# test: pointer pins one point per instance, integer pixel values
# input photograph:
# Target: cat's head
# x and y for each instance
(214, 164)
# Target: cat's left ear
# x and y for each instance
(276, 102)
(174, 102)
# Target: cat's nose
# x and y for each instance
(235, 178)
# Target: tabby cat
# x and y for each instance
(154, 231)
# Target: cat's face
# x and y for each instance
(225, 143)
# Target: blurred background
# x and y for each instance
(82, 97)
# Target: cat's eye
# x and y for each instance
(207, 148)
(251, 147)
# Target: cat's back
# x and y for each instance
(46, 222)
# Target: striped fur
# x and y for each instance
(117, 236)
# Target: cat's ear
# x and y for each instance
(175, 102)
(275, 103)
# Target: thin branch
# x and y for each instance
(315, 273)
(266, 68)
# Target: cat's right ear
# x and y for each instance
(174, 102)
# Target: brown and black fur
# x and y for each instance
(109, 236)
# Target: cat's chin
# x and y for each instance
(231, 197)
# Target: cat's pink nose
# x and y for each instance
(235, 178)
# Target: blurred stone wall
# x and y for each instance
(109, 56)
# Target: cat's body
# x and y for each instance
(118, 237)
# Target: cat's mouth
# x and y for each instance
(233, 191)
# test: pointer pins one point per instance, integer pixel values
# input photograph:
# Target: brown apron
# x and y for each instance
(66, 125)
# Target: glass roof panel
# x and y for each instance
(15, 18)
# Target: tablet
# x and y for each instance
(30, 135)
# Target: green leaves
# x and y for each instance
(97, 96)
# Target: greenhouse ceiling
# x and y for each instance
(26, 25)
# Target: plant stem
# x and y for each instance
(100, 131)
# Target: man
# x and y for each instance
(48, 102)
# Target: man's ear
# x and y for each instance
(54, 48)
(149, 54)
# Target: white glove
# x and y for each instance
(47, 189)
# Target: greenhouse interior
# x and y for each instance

(Exercise):
Copy out the lines verbatim, starting at the line that contains "# Target: white glove" and continuing through the last line of the entries.

(Complete output):
# Target: white glove
# x and y for each instance
(47, 189)
# Target: greenhouse interior
# x and y for each instance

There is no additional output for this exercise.